# The tasks:
- A) Copy the provenance tracking guide word for word from "This guide covers" to "to production environments.".
- B) Write the next part of the provenance tracking guide, continuing right after the last line shown.

# Source document:
--------

Configuring Provenance Tracking

This guide covers how to configure provenance tracking in MetricEngine for different use cases, from development and debugging to production environments.

Quick Start

Enable/Disable Provenance

from metricengine.provenance_config import enable_provenance, disable_provenance

# Disable provenance globally
disable_provenance()

# Re-enable provenance
enable_provenance()

Performance Mode

For production environments where performance is critical:

from metricengine.provenance_config import set_performance_mode

# Configure for optimal performance
set_performance_mode()

Debug Mode

For development and debugging:

from metricengine.provenance_config import set_debug_mode

# Enable all features and detailed logging
set_debug_mode()

Configuration Options

Core Feature Toggles

from metricengine.provenance_config import update_global_config

# Control which types of operations are tracked
update_global_config(
    enabled=True,              # Master switch for all provenance
    track_literals=True,       # Track literal value creation
    track_operations=True,     # Track arithmetic operations
    track_calculations=True,   # Track engine calculations
)

--------

# Entries shown:
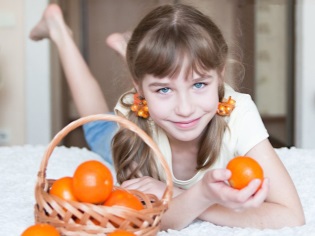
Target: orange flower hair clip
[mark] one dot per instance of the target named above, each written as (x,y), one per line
(226,107)
(139,106)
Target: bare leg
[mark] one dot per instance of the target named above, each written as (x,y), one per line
(118,42)
(85,90)
(50,24)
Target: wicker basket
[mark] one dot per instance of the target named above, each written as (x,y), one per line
(76,218)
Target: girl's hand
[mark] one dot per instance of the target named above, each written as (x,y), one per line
(149,185)
(215,188)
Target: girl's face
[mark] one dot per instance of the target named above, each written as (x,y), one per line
(184,104)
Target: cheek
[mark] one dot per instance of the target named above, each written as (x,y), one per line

--------

# Solved problems:
- A)
This guide covers how to configure provenance tracking in MetricEngine for different use cases, from development and debugging to production environments.

- B)
Error Handling

# Configure error handling behavior
update_global_config(
    fail_on_error=False,       # Degrade gracefully on errors
    log_errors=True,           # Log provenance errors
    log_level=logging.WARNING, # Log level for errors
)

Performance Controls

# Tune performance-related settings
update_global_config(
    max_history_depth=1000,        # Limit provenance chain depth
    enable_spans=True,             # Enable calculation spans
    enable_id_interning=True,      # Intern IDs to save memory
    max_hash_cache_size=10000,     # Cache size for hash operations
)

Memory Management

# Configure memory usage
update_global_config(
    enable_weak_refs=False,        # Use weak references in graphs
    max_graph_size=10000,          # Maximum nodes in provenance graph
    enable_history_truncation=True, # Enable history truncation
)

Debugging Options

# Enable debugging features
update_global_config(
    debug_mode=True,               # Enable debug information
    include_stack_traces=True,     # Include stack traces in errors
)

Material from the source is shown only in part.